## DOCUMENT EXCERPT

Oups: I misread the question.

It should be b.index(a) (I rejected the superstrings instead of the
substrings).

Lionel

Sebastian Hungerecker

11/26/2007 5:27:00 PM

0

Lionel Bouton wrote:
> arr.reject {|a| arr.any? {|b| b != a and a.index(b) } }

I'd make that index into include? because you don't really care about the
index here.


--
Jabber: sepp2k@jabber.org
ICQ: 205544826

yermej

11/26/2007 5:39:00 PM

0

On Nov 26, 11:20 am, Lionel Bouton <lionel-subscript...@bouton.name>
wrote:
> yermej wrote the following on 26.11.2007 18:15 :
>
>
>
> > On Nov 26, 9:15 am, Sam Larbi <sla...@gmail.com> wrote:
>
> >> Note: parts of this message were removed by the gateway to make it a legal Usenet post.
>
> >> I've got an array of strings, say like:
>
> >> ["Bob", "John", "Bobby", "John"]
>
> >> I want to remove duplicates and elements that are substrings of other
> >> elements. Therefore, the above array would become:
>
> >> ["John","Bobby"]
> > This should work:
>
> > arr = ["Bob", "John", "Bobby", "John"]
> > arr.uniq!

## PROVIDED DATA
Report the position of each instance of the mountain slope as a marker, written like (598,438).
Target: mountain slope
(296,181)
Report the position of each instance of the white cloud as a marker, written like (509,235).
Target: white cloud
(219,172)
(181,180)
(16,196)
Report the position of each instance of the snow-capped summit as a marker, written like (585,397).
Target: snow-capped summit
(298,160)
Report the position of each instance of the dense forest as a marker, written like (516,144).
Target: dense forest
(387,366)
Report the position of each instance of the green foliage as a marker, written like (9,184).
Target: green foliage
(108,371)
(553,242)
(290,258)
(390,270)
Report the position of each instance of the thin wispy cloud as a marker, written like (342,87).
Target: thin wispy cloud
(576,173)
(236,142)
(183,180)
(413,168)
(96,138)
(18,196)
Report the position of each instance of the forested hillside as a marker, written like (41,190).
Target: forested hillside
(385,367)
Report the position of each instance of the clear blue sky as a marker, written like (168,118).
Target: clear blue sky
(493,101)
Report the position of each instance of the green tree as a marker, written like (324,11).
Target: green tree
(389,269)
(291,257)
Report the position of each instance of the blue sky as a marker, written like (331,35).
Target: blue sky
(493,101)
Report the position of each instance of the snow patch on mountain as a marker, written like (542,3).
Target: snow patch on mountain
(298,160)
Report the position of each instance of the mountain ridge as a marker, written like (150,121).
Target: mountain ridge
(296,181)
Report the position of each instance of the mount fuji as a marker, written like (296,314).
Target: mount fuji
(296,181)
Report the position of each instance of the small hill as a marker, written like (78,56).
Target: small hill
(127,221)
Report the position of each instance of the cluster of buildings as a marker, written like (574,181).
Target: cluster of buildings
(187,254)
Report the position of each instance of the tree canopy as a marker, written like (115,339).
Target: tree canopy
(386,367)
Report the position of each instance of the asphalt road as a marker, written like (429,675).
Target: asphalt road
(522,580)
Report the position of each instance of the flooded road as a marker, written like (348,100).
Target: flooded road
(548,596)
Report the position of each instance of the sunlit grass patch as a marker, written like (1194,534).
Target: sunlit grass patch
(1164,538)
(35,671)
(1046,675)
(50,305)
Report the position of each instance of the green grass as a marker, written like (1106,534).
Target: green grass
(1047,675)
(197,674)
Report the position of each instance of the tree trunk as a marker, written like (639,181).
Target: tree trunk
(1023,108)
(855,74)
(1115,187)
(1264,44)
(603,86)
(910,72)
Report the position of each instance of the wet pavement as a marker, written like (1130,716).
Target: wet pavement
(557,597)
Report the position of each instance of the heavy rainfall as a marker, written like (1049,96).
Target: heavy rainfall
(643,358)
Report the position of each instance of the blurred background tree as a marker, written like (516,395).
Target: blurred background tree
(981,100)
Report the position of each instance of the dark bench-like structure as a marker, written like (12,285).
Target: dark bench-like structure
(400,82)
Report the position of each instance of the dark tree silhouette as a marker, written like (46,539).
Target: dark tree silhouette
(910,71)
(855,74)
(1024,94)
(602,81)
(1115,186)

## CHALLENGE
In the forum thread above about removing substrings from a Ruby array, what does Sebastian Hungerecker suggest using instead of index?

## COMPLETED TASK
include?, because the index itself is not needed here.